___ Supplied data
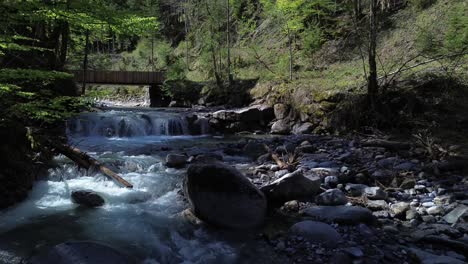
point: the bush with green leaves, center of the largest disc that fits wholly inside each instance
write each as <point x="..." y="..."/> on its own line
<point x="421" y="4"/>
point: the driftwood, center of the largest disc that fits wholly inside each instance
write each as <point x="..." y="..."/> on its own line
<point x="291" y="160"/>
<point x="392" y="145"/>
<point x="87" y="162"/>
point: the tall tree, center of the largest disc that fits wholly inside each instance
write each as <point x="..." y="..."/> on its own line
<point x="372" y="83"/>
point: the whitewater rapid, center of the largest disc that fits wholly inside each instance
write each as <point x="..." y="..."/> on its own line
<point x="143" y="222"/>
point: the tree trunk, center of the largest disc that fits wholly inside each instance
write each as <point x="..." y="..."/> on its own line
<point x="290" y="55"/>
<point x="85" y="63"/>
<point x="228" y="42"/>
<point x="372" y="84"/>
<point x="64" y="44"/>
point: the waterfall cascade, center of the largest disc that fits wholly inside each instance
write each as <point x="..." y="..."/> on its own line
<point x="127" y="124"/>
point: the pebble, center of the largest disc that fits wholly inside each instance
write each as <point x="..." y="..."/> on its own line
<point x="435" y="210"/>
<point x="428" y="204"/>
<point x="399" y="208"/>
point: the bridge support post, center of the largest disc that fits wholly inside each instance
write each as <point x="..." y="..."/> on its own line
<point x="156" y="95"/>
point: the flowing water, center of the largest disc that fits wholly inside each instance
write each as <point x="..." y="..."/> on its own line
<point x="142" y="222"/>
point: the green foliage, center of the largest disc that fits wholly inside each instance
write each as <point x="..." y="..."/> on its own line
<point x="48" y="111"/>
<point x="435" y="38"/>
<point x="456" y="38"/>
<point x="313" y="39"/>
<point x="421" y="4"/>
<point x="24" y="76"/>
<point x="177" y="70"/>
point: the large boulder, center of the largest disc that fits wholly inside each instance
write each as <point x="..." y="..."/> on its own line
<point x="87" y="198"/>
<point x="81" y="253"/>
<point x="332" y="197"/>
<point x="281" y="127"/>
<point x="304" y="128"/>
<point x="221" y="195"/>
<point x="292" y="186"/>
<point x="281" y="111"/>
<point x="316" y="232"/>
<point x="247" y="118"/>
<point x="254" y="149"/>
<point x="350" y="215"/>
<point x="176" y="160"/>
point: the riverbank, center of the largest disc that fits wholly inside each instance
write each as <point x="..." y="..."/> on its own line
<point x="401" y="203"/>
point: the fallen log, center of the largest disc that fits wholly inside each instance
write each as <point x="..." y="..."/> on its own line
<point x="391" y="145"/>
<point x="87" y="162"/>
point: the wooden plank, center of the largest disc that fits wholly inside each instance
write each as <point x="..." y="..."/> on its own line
<point x="120" y="77"/>
<point x="86" y="161"/>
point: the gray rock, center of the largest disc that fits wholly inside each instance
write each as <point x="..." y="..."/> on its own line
<point x="176" y="160"/>
<point x="406" y="166"/>
<point x="412" y="214"/>
<point x="457" y="213"/>
<point x="354" y="251"/>
<point x="377" y="205"/>
<point x="307" y="149"/>
<point x="443" y="199"/>
<point x="254" y="149"/>
<point x="375" y="193"/>
<point x="355" y="189"/>
<point x="399" y="209"/>
<point x="316" y="232"/>
<point x="331" y="197"/>
<point x="81" y="253"/>
<point x="291" y="206"/>
<point x="381" y="214"/>
<point x="435" y="210"/>
<point x="341" y="214"/>
<point x="304" y="128"/>
<point x="281" y="173"/>
<point x="207" y="158"/>
<point x="429" y="258"/>
<point x="220" y="195"/>
<point x="281" y="111"/>
<point x="87" y="198"/>
<point x="281" y="127"/>
<point x="292" y="186"/>
<point x="428" y="218"/>
<point x="331" y="181"/>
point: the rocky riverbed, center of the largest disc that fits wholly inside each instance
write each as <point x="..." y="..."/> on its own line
<point x="301" y="198"/>
<point x="356" y="200"/>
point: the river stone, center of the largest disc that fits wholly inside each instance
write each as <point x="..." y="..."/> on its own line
<point x="81" y="253"/>
<point x="254" y="149"/>
<point x="221" y="195"/>
<point x="87" y="198"/>
<point x="399" y="209"/>
<point x="316" y="232"/>
<point x="304" y="128"/>
<point x="292" y="186"/>
<point x="375" y="193"/>
<point x="176" y="160"/>
<point x="425" y="257"/>
<point x="456" y="214"/>
<point x="377" y="205"/>
<point x="355" y="189"/>
<point x="281" y="127"/>
<point x="280" y="110"/>
<point x="435" y="210"/>
<point x="341" y="214"/>
<point x="331" y="197"/>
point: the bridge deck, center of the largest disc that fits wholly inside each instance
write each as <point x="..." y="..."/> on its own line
<point x="120" y="77"/>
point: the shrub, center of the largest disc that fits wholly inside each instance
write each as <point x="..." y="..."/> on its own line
<point x="421" y="4"/>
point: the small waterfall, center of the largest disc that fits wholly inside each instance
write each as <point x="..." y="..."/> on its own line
<point x="127" y="124"/>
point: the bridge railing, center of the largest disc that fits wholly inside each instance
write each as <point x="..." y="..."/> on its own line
<point x="119" y="77"/>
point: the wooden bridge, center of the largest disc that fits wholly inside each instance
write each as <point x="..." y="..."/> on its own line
<point x="152" y="79"/>
<point x="119" y="77"/>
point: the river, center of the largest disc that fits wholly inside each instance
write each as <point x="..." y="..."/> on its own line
<point x="142" y="222"/>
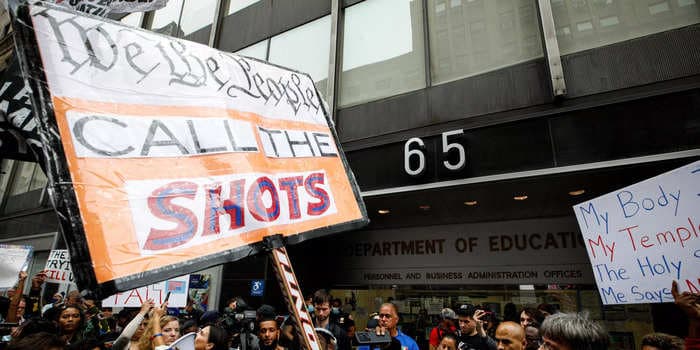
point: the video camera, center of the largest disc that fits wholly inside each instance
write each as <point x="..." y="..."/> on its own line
<point x="372" y="341"/>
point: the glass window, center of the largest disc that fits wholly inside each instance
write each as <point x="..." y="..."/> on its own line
<point x="237" y="5"/>
<point x="306" y="49"/>
<point x="39" y="179"/>
<point x="191" y="19"/>
<point x="5" y="173"/>
<point x="258" y="50"/>
<point x="582" y="25"/>
<point x="23" y="177"/>
<point x="472" y="37"/>
<point x="166" y="20"/>
<point x="133" y="19"/>
<point x="196" y="16"/>
<point x="382" y="50"/>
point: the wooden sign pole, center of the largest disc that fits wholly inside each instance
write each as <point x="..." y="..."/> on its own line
<point x="293" y="295"/>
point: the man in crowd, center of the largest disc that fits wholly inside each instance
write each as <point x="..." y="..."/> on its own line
<point x="446" y="325"/>
<point x="573" y="331"/>
<point x="268" y="333"/>
<point x="472" y="335"/>
<point x="510" y="336"/>
<point x="388" y="322"/>
<point x="322" y="311"/>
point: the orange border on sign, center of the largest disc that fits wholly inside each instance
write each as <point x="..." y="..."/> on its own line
<point x="104" y="205"/>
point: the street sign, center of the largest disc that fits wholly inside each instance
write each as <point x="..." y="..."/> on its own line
<point x="257" y="288"/>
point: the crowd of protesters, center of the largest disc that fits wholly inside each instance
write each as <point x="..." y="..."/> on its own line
<point x="77" y="321"/>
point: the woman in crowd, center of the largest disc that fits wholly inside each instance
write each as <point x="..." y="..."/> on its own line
<point x="129" y="338"/>
<point x="162" y="330"/>
<point x="70" y="321"/>
<point x="211" y="338"/>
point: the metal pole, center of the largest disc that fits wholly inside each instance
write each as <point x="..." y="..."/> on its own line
______
## Aim of the task
Which lines above include the word "green"? Show each one.

## Output of the task
point: the bush with green leaves, center of the largest disc that fits wholly inside each instance
point: the green foliage, center of the largest disc that fits wholly inside each instance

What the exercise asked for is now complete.